* **WHAT IS REQUIRED**:
Look for "Where can you spot the baby's hand" in the listing below, then copy exactly the line it appears in and all lines after it to the end, and nothing more.

* **Coordinate annotation records**:

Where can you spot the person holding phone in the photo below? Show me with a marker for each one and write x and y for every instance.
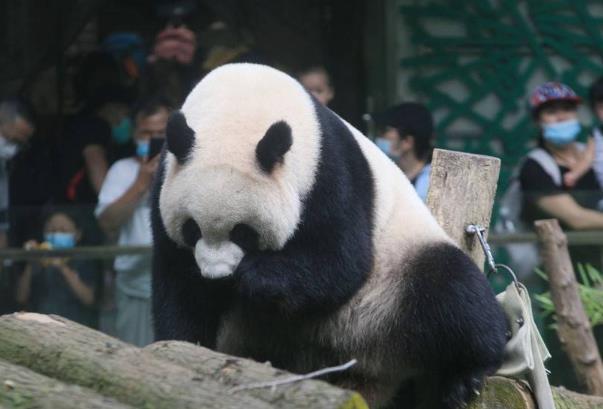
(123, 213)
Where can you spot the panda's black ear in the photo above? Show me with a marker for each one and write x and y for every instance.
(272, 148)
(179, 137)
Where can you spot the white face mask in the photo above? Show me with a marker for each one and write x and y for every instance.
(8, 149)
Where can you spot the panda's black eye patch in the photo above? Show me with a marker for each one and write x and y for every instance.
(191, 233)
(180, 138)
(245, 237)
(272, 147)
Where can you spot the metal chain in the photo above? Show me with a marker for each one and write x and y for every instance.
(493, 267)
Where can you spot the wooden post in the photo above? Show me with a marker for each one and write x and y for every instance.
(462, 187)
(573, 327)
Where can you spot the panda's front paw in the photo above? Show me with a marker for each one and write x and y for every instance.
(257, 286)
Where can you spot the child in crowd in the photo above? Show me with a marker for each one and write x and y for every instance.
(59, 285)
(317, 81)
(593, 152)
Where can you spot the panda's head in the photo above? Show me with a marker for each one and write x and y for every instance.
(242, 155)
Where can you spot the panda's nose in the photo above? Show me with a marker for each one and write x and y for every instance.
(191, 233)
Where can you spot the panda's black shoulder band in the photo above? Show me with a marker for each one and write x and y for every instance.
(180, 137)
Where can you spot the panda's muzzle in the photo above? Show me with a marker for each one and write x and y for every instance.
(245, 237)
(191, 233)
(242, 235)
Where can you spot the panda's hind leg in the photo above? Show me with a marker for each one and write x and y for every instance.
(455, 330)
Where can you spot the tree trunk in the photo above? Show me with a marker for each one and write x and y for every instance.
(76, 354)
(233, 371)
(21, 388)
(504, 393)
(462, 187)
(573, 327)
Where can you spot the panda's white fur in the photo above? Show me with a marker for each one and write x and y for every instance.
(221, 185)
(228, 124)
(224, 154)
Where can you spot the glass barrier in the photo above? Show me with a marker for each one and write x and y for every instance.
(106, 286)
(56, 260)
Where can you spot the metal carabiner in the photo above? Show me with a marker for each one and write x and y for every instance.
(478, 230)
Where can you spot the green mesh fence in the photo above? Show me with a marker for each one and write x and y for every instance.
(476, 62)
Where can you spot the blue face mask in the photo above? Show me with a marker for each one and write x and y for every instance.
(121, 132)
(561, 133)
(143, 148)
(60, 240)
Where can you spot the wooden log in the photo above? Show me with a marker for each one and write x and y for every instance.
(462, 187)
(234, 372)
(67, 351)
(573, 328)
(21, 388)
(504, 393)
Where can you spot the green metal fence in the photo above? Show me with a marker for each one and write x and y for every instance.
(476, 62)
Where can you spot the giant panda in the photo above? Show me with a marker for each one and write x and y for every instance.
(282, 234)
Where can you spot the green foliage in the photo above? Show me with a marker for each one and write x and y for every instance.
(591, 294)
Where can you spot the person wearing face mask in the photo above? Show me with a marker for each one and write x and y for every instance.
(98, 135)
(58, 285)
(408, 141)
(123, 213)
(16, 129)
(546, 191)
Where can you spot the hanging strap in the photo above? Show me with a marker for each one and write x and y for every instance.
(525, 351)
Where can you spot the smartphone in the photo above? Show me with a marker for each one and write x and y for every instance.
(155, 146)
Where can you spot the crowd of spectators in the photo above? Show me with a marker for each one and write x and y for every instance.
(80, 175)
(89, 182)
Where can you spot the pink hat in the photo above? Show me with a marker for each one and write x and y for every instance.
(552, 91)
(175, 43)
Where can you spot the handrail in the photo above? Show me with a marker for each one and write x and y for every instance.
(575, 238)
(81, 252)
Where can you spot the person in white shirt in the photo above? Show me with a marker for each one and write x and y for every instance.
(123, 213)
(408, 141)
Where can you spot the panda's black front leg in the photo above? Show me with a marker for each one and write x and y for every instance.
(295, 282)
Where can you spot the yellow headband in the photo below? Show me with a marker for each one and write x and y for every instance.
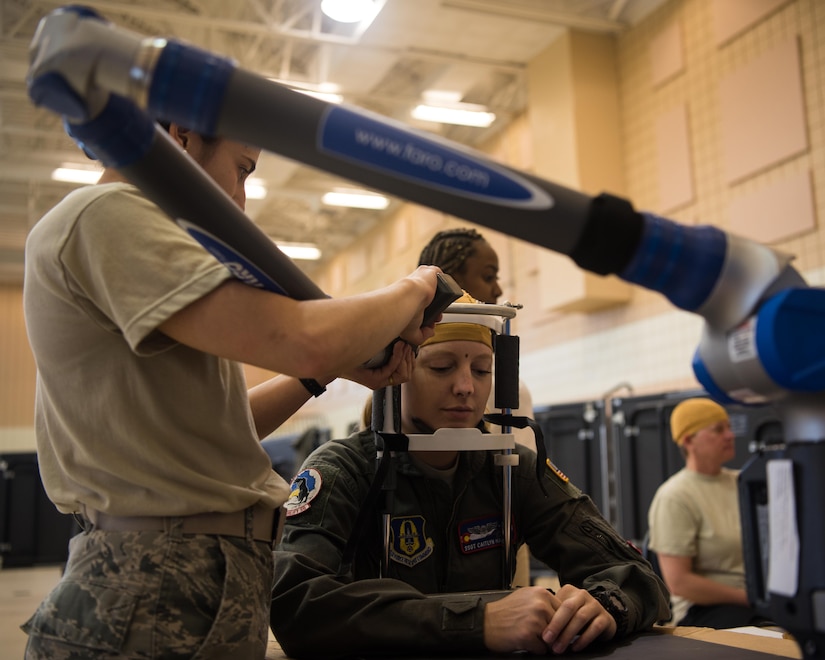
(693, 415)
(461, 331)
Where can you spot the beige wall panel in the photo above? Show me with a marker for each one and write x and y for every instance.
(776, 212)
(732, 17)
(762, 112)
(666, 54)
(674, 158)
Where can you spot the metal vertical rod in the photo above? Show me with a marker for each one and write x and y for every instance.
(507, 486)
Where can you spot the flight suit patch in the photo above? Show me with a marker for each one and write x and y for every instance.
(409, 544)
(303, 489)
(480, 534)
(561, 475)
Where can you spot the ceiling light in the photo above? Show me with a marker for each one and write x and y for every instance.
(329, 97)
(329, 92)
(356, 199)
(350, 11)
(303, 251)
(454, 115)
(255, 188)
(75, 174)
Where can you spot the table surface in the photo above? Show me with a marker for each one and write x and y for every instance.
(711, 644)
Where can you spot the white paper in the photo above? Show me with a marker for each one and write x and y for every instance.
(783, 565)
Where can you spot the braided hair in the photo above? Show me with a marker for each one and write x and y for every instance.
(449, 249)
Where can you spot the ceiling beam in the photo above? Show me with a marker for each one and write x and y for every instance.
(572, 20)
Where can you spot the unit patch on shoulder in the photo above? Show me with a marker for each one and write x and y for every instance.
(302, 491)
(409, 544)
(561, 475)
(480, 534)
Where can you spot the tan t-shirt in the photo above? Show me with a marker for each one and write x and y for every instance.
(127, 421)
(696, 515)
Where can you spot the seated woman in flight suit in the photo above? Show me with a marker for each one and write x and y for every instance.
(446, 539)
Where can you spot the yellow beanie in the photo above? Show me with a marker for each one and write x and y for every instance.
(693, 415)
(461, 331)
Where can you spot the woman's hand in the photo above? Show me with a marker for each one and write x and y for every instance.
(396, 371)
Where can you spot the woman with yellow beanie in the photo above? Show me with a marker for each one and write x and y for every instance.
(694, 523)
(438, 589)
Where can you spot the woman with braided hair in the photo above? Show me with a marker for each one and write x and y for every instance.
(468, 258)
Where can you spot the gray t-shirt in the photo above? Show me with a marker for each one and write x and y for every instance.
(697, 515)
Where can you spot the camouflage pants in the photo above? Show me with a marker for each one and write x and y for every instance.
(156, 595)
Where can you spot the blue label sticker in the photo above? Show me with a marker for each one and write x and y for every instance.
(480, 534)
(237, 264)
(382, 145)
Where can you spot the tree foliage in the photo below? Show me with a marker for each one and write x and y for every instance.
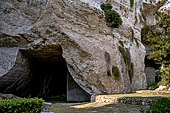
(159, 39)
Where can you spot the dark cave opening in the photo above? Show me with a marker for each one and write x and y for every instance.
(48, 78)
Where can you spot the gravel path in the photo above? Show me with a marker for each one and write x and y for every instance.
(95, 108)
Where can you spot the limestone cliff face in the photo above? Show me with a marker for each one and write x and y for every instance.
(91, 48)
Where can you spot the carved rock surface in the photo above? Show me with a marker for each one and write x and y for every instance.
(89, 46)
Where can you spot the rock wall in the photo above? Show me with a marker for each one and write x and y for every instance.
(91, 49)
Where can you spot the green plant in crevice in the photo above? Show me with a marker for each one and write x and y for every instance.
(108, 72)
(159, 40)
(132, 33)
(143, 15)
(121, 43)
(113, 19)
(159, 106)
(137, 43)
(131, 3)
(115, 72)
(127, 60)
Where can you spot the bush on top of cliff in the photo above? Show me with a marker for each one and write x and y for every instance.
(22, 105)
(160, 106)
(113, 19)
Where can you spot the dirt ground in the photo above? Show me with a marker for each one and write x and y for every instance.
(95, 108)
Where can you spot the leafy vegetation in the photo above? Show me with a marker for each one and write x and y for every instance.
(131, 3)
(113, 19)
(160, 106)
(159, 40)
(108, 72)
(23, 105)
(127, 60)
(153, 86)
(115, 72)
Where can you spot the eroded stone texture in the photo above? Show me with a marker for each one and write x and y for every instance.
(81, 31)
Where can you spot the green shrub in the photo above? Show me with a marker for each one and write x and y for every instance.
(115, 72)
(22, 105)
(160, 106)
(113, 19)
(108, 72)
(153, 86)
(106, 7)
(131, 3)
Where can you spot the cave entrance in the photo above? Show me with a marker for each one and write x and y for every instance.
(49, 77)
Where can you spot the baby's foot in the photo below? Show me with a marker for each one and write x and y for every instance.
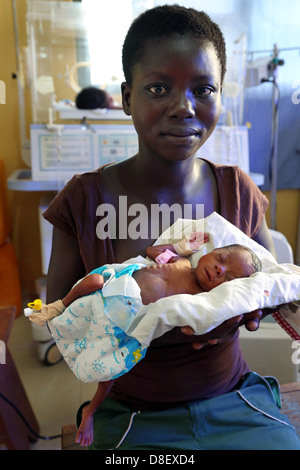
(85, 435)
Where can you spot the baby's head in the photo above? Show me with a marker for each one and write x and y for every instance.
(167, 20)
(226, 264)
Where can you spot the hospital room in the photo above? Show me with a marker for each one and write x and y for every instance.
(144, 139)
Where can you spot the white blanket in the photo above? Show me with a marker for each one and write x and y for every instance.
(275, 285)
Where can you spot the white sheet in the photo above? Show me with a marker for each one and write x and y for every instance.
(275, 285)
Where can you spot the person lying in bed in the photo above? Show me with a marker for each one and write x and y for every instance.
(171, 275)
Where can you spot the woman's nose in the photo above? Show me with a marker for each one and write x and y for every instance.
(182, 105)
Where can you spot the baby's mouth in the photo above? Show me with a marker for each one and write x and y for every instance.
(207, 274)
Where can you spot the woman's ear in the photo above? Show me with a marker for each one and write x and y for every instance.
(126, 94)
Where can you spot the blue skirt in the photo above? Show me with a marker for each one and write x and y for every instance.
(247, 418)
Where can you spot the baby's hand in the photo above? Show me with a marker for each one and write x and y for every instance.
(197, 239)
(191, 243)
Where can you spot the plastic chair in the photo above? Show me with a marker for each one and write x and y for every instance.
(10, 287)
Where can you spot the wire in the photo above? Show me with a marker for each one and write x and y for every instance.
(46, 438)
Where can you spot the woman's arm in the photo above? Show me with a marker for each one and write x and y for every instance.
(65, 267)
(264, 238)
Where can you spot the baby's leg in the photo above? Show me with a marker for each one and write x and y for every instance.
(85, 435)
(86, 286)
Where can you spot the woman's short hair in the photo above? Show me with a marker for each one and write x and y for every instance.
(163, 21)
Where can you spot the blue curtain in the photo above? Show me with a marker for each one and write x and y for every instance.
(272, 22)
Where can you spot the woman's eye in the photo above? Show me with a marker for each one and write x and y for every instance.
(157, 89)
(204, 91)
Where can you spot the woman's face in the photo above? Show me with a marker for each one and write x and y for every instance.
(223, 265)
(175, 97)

* **IN RESPONSE**:
Where can you spot the baby's hand in the photo above? Show me with a marker for each one and write x and y for every instance.
(197, 239)
(191, 243)
Where can you spot the plastic chair in the photo above? Show me with a marker for each one and write x and y for every instance.
(10, 287)
Where can you spot the wire in the photo above? Show me with a marker for each one and write x and y for every instance.
(46, 438)
Where can you spot the woman's arm in the photo above? Show me with a marker for each one and write x and y for every instance.
(65, 267)
(264, 238)
Where can you spot the baby's leg in the photo above? Show me with a marker for each one and write x and y for every instance.
(85, 435)
(86, 286)
Where can you spot the woman's short hair in the photo above? Show me with a marker for each one and write x and y for every instance.
(163, 21)
Where can you spot the blue curtain in the photo above? Show me with a marker for each one and write x and y for every instance.
(272, 22)
Where can you spot the woman's eye in the photo above? Show me with a marker for each one and write x and y for every instance.
(157, 89)
(204, 91)
Where can you spot the woman's face in the photo above? Show me with a marker for each one and write x and y for every instance.
(223, 265)
(175, 97)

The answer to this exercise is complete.